▶ Do this
Reproduce verbatim the lines below, starting at the line containing "Where would you say the grass" and continuing through the final line, both included.

▶ Material provided
(begin)
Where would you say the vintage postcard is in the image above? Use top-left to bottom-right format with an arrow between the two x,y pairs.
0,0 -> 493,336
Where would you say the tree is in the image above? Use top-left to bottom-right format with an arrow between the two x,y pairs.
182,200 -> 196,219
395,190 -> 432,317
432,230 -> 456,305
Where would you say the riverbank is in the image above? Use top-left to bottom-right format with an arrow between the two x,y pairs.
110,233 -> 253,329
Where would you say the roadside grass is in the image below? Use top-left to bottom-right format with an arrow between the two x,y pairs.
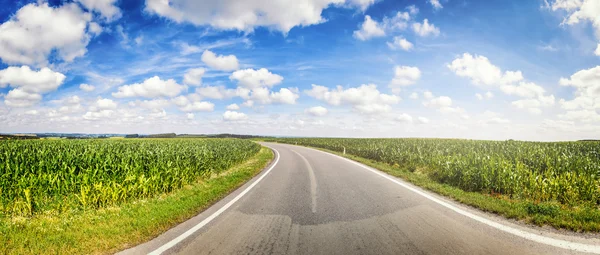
0,147 -> 273,254
292,146 -> 600,232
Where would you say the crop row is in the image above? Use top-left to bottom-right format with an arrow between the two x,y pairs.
275,138 -> 600,207
0,139 -> 260,216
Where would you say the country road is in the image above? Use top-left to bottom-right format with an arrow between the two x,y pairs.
120,143 -> 600,254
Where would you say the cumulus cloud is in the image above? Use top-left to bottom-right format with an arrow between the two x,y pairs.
183,68 -> 206,86
77,0 -> 121,21
96,98 -> 117,110
475,91 -> 494,100
112,76 -> 185,98
79,83 -> 96,92
413,19 -> 440,37
146,0 -> 374,33
180,101 -> 215,112
0,3 -> 97,66
0,66 -> 66,93
223,111 -> 248,121
423,91 -> 469,119
559,66 -> 600,121
387,36 -> 414,51
551,0 -> 600,56
304,106 -> 328,117
229,68 -> 283,89
225,104 -> 240,111
394,113 -> 413,123
202,50 -> 239,72
0,66 -> 66,107
305,84 -> 400,114
4,89 -> 42,107
417,117 -> 429,124
354,15 -> 385,41
389,66 -> 421,94
448,53 -> 554,113
428,0 -> 444,10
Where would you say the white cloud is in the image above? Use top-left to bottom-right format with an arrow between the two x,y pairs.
389,66 -> 421,94
354,15 -> 385,41
183,68 -> 206,86
146,0 -> 374,33
96,98 -> 117,110
475,91 -> 494,100
552,0 -> 600,56
423,91 -> 433,99
112,76 -> 185,98
0,66 -> 66,107
77,0 -> 121,21
225,104 -> 240,111
134,35 -> 144,45
395,113 -> 413,123
305,84 -> 400,114
229,68 -> 283,89
559,66 -> 600,113
383,10 -> 419,31
4,88 -> 42,107
417,117 -> 429,124
270,88 -> 300,104
0,66 -> 66,93
304,106 -> 328,117
0,3 -> 91,66
79,83 -> 96,92
413,19 -> 440,37
223,111 -> 248,121
406,4 -> 419,15
428,0 -> 444,10
180,101 -> 215,112
179,43 -> 201,55
387,36 -> 414,51
171,96 -> 190,107
202,50 -> 239,72
25,110 -> 39,115
448,53 -> 554,113
423,91 -> 469,119
83,110 -> 115,120
242,100 -> 254,107
137,99 -> 171,110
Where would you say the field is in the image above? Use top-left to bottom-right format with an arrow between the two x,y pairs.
271,138 -> 600,231
0,139 -> 260,218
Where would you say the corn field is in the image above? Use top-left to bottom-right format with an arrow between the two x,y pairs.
0,139 -> 260,216
274,138 -> 600,207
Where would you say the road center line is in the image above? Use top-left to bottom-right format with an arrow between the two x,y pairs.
148,148 -> 279,255
296,144 -> 600,254
290,149 -> 317,213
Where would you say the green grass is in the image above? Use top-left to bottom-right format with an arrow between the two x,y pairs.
284,146 -> 600,232
0,147 -> 273,254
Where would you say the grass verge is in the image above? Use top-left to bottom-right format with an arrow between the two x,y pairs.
0,147 -> 273,254
292,146 -> 600,233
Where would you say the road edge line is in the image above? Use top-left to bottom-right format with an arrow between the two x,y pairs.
148,146 -> 279,255
298,145 -> 600,254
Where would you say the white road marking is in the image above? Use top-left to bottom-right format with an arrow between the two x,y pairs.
148,148 -> 279,255
296,144 -> 600,254
290,149 -> 317,213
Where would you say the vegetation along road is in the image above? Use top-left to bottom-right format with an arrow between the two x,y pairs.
(end)
▶ Solved exercise
Where would you say the grass verge is in the image above? Use top-left to bottom-right format with an arrow between the two x,y pairs.
0,147 -> 273,254
292,146 -> 600,233
Where would you say the road edge line is in the image above? Use top-left to bottom-right format with an arrow between the two x,y pairs.
148,146 -> 279,255
298,145 -> 600,254
Where would you say the white road marking is in the image above? Use top-left to bottom-right format with an arrow between the two x,y pairs.
148,148 -> 279,255
296,144 -> 600,254
290,149 -> 317,213
Where would you say the vegetation along road is in the image above? Use top-left to bottom-right format with an arrow between the two x,y pairs.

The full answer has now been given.